## Extracto del documento
La Ordalia en el S XXI

Hebe de Bonafini y los desaparecidos “dudosos”

por Luis Mattini

Uno de los lastres que arrastran los progresistas o los «revolucionarios» progresistas (es decir quienes todavía sostienen la ideología del progreso) es no comprender que la relación entre magia, mito, religión y ciencia no sigue un proceso «superador» en espiral ascendente, sino que en todo momento histórico conviven en cada sociedad y en cada individuo, en cada uno de nosotros y nosotras.
Así, por ejemplo en pleno reino de la sociedad juridica-racional actual, (capitalista o «socialista»), en pleno estado de derecho, pareciera que persiste de contrabando la Ordalía, el Juicio de Dios, que se creía erradicado de la sociedad occidental a partir del siglo XII. Como se sabe, la Ordalía era un método «jurídico» antiquisimo que atravesó muchas sociedades paganas, que el cristianismo «civilizó» con formas canónicas, y que consistía en someter al acusado a pruebas físicas, como por ejemplo caminar sobre brasas, sostener con la mano un hierro candente, meter el brazo en agua hirviente, beber un veneno, etc. Si no se moría, o quedaba apenas afectado, era inocente porque Dios habría dispuesto formas para que el cuerpo resistiera las quemaduras y el mal que fuere. Por ello se la llamó también «Juicio de Dios (y de allí vienen expresiones como «poner las manos en el fuego» o «prueba de fuego»)
Preguntémonos entonces si no es una Ordalia, exigir a los militantes, revolucionarios, activistas o a cualquier persona detenida y torturada, resistir la tortura como prueba de su fortaleza, lealtad a la causa, valentía y sinceridad de sus actos.
Tal es el caso cuando Hebe de Bonafini arroja dudas sobre el re-desaparecido Jorge Julio López.

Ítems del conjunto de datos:
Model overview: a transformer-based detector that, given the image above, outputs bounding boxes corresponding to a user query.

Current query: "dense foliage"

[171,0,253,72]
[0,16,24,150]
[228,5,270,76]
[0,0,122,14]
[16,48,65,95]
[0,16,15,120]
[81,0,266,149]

## Tareas propuestas
A. Según el texto sobre la Ordalía, ¿a partir de qué siglo se creía que había quedado erradicada de la sociedad occidental?
B. Prosigue el texto sobre la Ordalía desde su última oración.
Los registros no hacen falta aquí.

## Tareas resueltas
A. A partir del siglo XII.

B.
Pero esta posición de Hebe que tanto escandaliza y sorprende, no es nueva. Es sabido que ella siempre desconfió, por decirlo suave, de todo sobreviviente. Tampoco es patrimonio de Hebe, es la consecuencia de rescatar del setentismo, en forma acrítica, sólo la épica.
Ahora bien, esa «desconfianza» sobre todo sobreviviente que, llevada a sus extremos, podría incluirnos a todos los que quedamos vivos, sigue siendo asunto polémico en los ámbitos de los organismos de derechos humanos y, en general en todo sitio relacionado a esta historia y es una de las herencias más negativas del cuerpo de creencias que sostuvimos en las organizaciones armadas y no armadas de los setenta.
Ese cuerpo de creencias, con sus matices, tuvo enorme fuerza en el movimiento revolucionario argentino. La paradoja es que pareciera ser que cuanto más marxista, o sea supuestamente más laica, materialista y racional, más se arraigaba la superstición de la Ordalía mágico-religiosa. Dicho de otra manera, en ese aspecto fuimos más cristianos que los propios cristianos. Dejo para otros las comparaciones entre las diferentes corrientes ideológicas; en todo caso yo me hago cargo y mi autocrítica es desde el marxismo en general y desde el PRT-ERP en particular.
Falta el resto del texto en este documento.